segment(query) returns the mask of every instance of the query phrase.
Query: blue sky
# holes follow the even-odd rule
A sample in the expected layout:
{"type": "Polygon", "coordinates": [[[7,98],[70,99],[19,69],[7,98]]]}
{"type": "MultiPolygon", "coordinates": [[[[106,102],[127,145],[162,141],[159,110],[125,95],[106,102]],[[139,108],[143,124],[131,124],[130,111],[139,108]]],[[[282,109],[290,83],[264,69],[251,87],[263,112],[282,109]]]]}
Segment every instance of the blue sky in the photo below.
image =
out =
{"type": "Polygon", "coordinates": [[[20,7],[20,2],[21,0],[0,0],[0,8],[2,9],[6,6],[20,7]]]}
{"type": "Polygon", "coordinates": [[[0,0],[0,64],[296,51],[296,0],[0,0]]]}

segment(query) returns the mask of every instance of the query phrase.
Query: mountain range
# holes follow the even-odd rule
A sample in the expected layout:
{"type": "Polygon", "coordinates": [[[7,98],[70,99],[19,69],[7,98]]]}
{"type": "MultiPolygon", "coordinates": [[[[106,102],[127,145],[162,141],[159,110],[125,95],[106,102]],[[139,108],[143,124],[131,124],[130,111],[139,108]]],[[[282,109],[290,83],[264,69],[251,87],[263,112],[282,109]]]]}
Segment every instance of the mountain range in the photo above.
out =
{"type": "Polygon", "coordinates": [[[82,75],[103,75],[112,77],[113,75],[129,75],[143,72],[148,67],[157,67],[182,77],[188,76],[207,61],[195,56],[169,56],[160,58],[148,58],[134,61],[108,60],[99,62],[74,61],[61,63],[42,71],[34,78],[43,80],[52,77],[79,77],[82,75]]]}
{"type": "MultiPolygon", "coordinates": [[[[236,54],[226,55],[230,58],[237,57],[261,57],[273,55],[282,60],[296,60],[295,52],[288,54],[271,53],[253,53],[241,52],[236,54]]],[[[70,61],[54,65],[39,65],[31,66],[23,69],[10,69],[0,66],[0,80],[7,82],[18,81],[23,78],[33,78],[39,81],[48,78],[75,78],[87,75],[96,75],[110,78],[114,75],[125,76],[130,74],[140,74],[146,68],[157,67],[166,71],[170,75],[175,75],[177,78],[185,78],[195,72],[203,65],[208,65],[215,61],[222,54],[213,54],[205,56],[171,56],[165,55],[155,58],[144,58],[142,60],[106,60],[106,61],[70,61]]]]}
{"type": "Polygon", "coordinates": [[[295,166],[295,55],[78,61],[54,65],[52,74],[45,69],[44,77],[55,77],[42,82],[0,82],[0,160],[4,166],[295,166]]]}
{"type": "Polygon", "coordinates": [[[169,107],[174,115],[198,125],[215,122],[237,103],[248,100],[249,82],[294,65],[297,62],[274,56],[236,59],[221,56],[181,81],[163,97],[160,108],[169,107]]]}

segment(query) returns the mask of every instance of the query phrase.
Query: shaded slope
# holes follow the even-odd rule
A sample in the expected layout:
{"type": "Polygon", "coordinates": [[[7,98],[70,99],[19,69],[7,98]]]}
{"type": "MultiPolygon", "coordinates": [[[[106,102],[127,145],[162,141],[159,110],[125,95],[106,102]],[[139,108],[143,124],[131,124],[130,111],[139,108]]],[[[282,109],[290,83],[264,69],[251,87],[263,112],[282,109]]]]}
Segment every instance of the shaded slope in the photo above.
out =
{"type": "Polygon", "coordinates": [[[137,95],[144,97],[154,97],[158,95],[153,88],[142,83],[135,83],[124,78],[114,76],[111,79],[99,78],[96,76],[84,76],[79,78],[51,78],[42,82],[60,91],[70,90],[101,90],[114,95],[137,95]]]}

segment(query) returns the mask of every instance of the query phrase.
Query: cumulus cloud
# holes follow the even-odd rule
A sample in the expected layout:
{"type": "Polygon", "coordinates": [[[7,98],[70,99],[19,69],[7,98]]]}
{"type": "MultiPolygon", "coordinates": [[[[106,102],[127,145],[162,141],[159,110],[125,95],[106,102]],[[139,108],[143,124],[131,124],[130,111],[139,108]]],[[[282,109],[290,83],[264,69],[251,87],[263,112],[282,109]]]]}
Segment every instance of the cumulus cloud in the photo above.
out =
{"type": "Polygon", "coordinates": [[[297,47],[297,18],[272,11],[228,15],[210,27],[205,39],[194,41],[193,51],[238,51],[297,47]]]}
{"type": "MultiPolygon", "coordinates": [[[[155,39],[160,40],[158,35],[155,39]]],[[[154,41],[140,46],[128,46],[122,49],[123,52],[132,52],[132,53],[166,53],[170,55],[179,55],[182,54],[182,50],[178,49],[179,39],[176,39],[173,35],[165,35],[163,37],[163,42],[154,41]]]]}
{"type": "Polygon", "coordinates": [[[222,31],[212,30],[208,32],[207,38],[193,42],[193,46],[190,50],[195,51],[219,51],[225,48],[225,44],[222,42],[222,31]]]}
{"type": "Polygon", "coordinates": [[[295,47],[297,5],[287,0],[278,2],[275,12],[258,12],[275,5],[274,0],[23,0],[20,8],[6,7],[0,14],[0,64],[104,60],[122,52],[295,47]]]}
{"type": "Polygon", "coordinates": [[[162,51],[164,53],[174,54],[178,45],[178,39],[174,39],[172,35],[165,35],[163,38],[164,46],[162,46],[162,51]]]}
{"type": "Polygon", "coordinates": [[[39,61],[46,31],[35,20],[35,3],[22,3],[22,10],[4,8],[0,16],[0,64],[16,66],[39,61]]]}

━━━━━━━━━━━━━━━━━━━━━━━━━━━━━━

# [What the task asks]
As listed above, the lines from the line with "Query: mountain range" to the line with "Segment every instance of the mountain" are to be echoed exactly, with both ends included and nothing added.

# [Answer to the exercise]
Query: mountain range
# holes follow the even-odd rule
A sample in the expected layout:
{"type": "Polygon", "coordinates": [[[7,98],[70,99],[19,69],[7,98]]]}
{"type": "MultiPolygon", "coordinates": [[[[106,102],[127,145],[162,141],[159,110],[125,95],[106,102]],[[139,108],[143,124],[131,124],[130,111],[139,108]]],[[[282,109],[290,83],[264,69],[251,87],[263,112],[282,109]]]]}
Segment every instance of the mountain range in the photo above.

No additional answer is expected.